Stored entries
--
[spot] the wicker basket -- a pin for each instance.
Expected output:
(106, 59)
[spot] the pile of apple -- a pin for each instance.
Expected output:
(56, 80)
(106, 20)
--
**Problem to work on**
Look for the string "instance" in the entries above. Copy every line that has it.

**Response to this task**
[spot] the wicker basket -- a pin for each instance.
[spot] the pile of apple -- a pin for each instance.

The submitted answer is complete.